(Records from a data source)
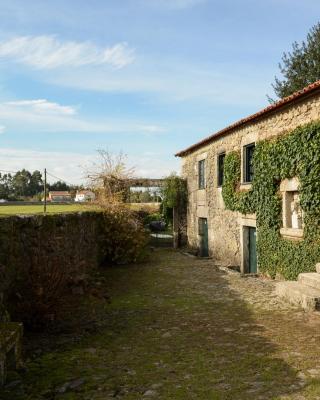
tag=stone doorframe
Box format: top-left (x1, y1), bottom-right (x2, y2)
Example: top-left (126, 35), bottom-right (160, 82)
top-left (239, 214), bottom-right (257, 274)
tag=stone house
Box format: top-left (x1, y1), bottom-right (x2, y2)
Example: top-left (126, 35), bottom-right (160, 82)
top-left (48, 191), bottom-right (72, 203)
top-left (176, 81), bottom-right (320, 273)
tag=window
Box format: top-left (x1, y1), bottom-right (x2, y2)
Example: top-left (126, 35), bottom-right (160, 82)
top-left (243, 143), bottom-right (255, 183)
top-left (198, 160), bottom-right (206, 189)
top-left (280, 177), bottom-right (304, 240)
top-left (218, 153), bottom-right (226, 186)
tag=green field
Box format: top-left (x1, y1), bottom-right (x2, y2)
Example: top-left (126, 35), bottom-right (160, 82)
top-left (0, 204), bottom-right (95, 217)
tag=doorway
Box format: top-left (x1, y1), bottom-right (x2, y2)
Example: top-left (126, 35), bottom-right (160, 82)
top-left (242, 226), bottom-right (258, 274)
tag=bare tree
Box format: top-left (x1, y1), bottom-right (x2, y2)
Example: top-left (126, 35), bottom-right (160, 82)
top-left (86, 149), bottom-right (135, 207)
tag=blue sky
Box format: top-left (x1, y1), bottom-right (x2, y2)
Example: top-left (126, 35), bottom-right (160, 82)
top-left (0, 0), bottom-right (320, 183)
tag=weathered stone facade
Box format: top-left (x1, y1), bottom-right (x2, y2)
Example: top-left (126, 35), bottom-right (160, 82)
top-left (177, 85), bottom-right (320, 271)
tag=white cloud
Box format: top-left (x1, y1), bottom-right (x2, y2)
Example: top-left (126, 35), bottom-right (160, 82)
top-left (0, 35), bottom-right (134, 69)
top-left (0, 99), bottom-right (166, 135)
top-left (143, 0), bottom-right (206, 9)
top-left (0, 148), bottom-right (179, 184)
top-left (5, 99), bottom-right (76, 115)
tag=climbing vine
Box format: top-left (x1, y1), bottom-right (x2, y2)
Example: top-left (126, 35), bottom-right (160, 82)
top-left (222, 122), bottom-right (320, 279)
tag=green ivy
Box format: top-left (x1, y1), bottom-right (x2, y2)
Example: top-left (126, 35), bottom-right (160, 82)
top-left (222, 122), bottom-right (320, 279)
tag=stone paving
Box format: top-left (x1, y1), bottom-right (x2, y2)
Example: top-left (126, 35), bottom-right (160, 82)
top-left (0, 250), bottom-right (320, 400)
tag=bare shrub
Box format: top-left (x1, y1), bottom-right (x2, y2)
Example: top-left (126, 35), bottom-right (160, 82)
top-left (88, 150), bottom-right (148, 264)
top-left (9, 251), bottom-right (70, 330)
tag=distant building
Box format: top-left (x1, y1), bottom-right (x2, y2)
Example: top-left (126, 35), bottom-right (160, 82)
top-left (74, 190), bottom-right (96, 203)
top-left (48, 191), bottom-right (72, 203)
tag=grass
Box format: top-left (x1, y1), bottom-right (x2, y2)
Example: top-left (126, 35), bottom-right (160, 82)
top-left (0, 204), bottom-right (98, 216)
top-left (0, 249), bottom-right (320, 400)
top-left (0, 203), bottom-right (159, 217)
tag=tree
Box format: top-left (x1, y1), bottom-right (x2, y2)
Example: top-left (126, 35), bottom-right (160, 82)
top-left (12, 169), bottom-right (31, 197)
top-left (269, 22), bottom-right (320, 101)
top-left (86, 150), bottom-right (134, 206)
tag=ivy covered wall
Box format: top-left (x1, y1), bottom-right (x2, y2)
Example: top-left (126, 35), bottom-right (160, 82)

◆ Instruction:
Reproduce all of the data above word for word, leaving out the pictures.

◆ Expected output:
tag=stone doorframe
Box format: top-left (x1, y1), bottom-right (x2, y2)
Example: top-left (126, 35), bottom-right (160, 82)
top-left (239, 214), bottom-right (257, 274)
tag=stone house
Box format: top-left (x1, y1), bottom-right (x2, y2)
Example: top-left (126, 35), bottom-right (160, 82)
top-left (48, 191), bottom-right (72, 203)
top-left (176, 81), bottom-right (320, 273)
tag=window
Box format: top-left (x1, y1), bottom-right (x2, y2)
Example: top-left (126, 35), bottom-right (160, 82)
top-left (243, 143), bottom-right (255, 183)
top-left (198, 160), bottom-right (206, 189)
top-left (280, 177), bottom-right (304, 240)
top-left (218, 153), bottom-right (226, 186)
tag=green field
Box format: top-left (x1, y1), bottom-right (x2, y2)
Example: top-left (126, 35), bottom-right (160, 82)
top-left (0, 204), bottom-right (95, 217)
tag=doorway
Box format: top-left (x1, y1), bottom-right (x2, y2)
Example: top-left (126, 35), bottom-right (160, 82)
top-left (242, 226), bottom-right (258, 274)
tag=bare tree
Box format: top-left (x1, y1), bottom-right (x2, y2)
Example: top-left (126, 35), bottom-right (160, 82)
top-left (86, 149), bottom-right (135, 207)
tag=blue sky
Box format: top-left (x1, y1), bottom-right (x2, y2)
Example: top-left (126, 35), bottom-right (160, 82)
top-left (0, 0), bottom-right (320, 183)
tag=weathered stone facade
Box format: top-left (x1, y1), bottom-right (x2, y2)
Example: top-left (126, 35), bottom-right (160, 82)
top-left (177, 85), bottom-right (320, 271)
tag=white cloud
Box format: top-left (x1, y1), bottom-right (x2, y2)
Example: top-left (126, 35), bottom-right (160, 82)
top-left (0, 35), bottom-right (134, 69)
top-left (0, 99), bottom-right (166, 135)
top-left (143, 0), bottom-right (206, 9)
top-left (0, 148), bottom-right (179, 184)
top-left (5, 99), bottom-right (76, 115)
tag=climbing vine
Box format: top-left (x1, y1), bottom-right (x2, y2)
Example: top-left (126, 35), bottom-right (160, 82)
top-left (222, 122), bottom-right (320, 279)
tag=green ivy
Box format: top-left (x1, y1), bottom-right (x2, y2)
Example: top-left (126, 35), bottom-right (160, 82)
top-left (222, 122), bottom-right (320, 279)
tag=stone paving
Box format: top-left (x1, y1), bottom-right (x2, y2)
Example: top-left (126, 35), bottom-right (160, 82)
top-left (0, 250), bottom-right (320, 400)
tag=bare shrub
Box format: top-left (x1, y1), bottom-right (x2, y2)
Example: top-left (126, 35), bottom-right (160, 82)
top-left (88, 150), bottom-right (148, 264)
top-left (9, 251), bottom-right (70, 330)
tag=distant building
Box format: top-left (x1, y1), bottom-right (x2, y2)
Example: top-left (126, 35), bottom-right (160, 82)
top-left (74, 190), bottom-right (96, 203)
top-left (48, 191), bottom-right (72, 203)
tag=grass
Box format: top-left (x1, y1), bottom-right (x2, y2)
Example: top-left (126, 35), bottom-right (160, 82)
top-left (0, 204), bottom-right (98, 216)
top-left (0, 249), bottom-right (320, 400)
top-left (0, 203), bottom-right (159, 217)
tag=tree
Box format: top-left (x1, y1), bottom-right (x2, y2)
Example: top-left (126, 35), bottom-right (160, 82)
top-left (12, 169), bottom-right (31, 197)
top-left (269, 22), bottom-right (320, 101)
top-left (86, 150), bottom-right (134, 206)
tag=ivy covered wall
Box format: top-left (x1, y1), bottom-right (x2, y2)
Example: top-left (126, 35), bottom-right (160, 82)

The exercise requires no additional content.